● **Given exercise A**: Please rewrite the records below as a JSON list of strings, one string per line, from the line containing "Practice task. Find the hijab" up to and including the last line of the records, with blank lines left out.
____ Excerpted passage
Also on Wednesday, President Trump’s chief of staff and immigration hardliner, John F. Kelly, told a group of Democratic lawmakers that  Trump had not been “fully informed” when promising voters a wall along the Mexican border last year, and said that he had persuaded the president it was not necessary. Trump Was Not ‘Fully Informed’ in Campaign Vows on Wall, Chief of Staff Says:

The comments Mr. Kelly made Wednesday were an unusual instance of a White House chief of staff seeming to undercut public statements made by the president, in the process contradicting the central message of “Build the wall” that defined Mr. Trump’s presidential campaign. The president has recently begun to temper his own statements about the wall, telling a group of Republican and Democratic lawmakers at the White House last week that a 2,000-mile structure would not be needed because parts of the border would be impassable.

But our Twitter-troll-in-chief was up early this morning directly contradicting his chief of staff on Thursday, saying his position on building the wall had not “evolved.”

In an early-morning Twitter post, Mr. Trump said, “The Wall is the Wall, it has never changed or evolved from the first day I conceived of it.” He added in a second tweet, “The Wall will be paid for, directly or indirectly, or through longer term reimbursement, by Mexico, which has a ridiculous $71 billion dollar trade surplus with the U.S.”

With the Senate’s “Gang of Six” bipartisan compromise gaining support, despite Trump’s opposition, the immigration hardliners in the House GOP Freedom Caucus are now demanding a vote on their own DACA bill. Shutdown drama grips the Capitol:

The Freedom Caucus, a group of roughly 30 conservative hard-liners, has railed against the short-term funding patch — the fourth since September — and expressed skepticism over broader immigration negotiations on Capitol Hill.

Some Freedom Caucus lawmakers are putting pressure on leadership to pass an immigration measure authored by Judiciary Committee Chairman Bob Goodlatte (R-Va.) and Freedom Caucus member Raúl Labrador (R-Idaho) in exchange for their support on the CR.

“We’re making progress, yet still, at this point, if the vote were to happen today, there’s not the votes to fund it with Republican-only votes,” said Rep. Mark Meadows (R-N.C.), chairman of the House Freedom Caucus, as he emerged from a meeting with McHenry in the Speaker’s office on Wednesday evening.

The Goodlatte legislation, which has attracted support from both the conservative and moderate wings of the GOP conference and has buy-in from key committee chairmen, includes more conservative immigration priorities than are expected to be included in any bipartisan deal on the Obama-era Deferred Action for Childhood Arrivals (DACA) program.

We don’t wanna get rolled by the Senate on DACA and the budget,” said Freedom Caucus member Rep. Dave Brat (R-Va.).
________
____ Stored rows
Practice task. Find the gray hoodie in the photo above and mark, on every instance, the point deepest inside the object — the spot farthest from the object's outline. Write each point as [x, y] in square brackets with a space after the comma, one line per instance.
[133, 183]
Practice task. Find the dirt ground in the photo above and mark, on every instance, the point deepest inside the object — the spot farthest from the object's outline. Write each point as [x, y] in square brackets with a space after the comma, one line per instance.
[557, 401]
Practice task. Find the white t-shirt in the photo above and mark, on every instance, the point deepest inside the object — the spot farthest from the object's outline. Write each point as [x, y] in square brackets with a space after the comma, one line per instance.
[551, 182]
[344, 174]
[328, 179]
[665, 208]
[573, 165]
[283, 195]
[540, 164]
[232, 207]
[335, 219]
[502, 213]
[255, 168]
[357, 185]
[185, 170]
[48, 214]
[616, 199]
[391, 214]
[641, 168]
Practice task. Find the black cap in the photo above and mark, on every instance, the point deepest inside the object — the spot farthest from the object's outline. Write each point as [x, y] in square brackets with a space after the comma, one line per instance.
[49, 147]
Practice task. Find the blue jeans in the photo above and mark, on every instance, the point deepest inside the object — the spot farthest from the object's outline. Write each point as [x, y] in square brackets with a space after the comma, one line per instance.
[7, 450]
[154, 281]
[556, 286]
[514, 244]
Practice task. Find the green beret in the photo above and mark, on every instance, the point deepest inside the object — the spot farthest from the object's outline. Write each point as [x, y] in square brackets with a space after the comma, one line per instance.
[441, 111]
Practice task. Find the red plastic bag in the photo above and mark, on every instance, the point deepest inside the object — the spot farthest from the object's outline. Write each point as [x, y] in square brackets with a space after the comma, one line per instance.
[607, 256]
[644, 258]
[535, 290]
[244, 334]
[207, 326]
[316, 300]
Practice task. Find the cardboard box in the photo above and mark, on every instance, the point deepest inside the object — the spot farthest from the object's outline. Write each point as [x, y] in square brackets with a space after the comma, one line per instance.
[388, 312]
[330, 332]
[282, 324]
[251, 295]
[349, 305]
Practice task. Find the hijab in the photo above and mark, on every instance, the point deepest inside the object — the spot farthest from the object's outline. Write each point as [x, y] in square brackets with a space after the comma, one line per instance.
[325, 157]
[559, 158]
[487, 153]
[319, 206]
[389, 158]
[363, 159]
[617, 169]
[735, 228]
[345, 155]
________
● **Given exercise B**: Name every lawmaker in the news excerpt above whose party and state appear in parentheses after the name, and give that label for each.

● **Output A**:
[
  "Practice task. Find the hijab in the photo above and mark, on every instance, the point deepest inside the object — the spot farthest from the object's outline. Write each point as [x, y] in square brackets with a space after the comma, one line per instance.",
  "[325, 157]",
  "[559, 158]",
  "[487, 153]",
  "[319, 206]",
  "[389, 158]",
  "[363, 159]",
  "[617, 169]",
  "[735, 228]",
  "[345, 155]"
]

● **Output B**:
Bob Goodlatte (R-Va.)
Raúl Labrador (R-Idaho)
Mark Meadows (R-N.C.)
Dave Brat (R-Va.)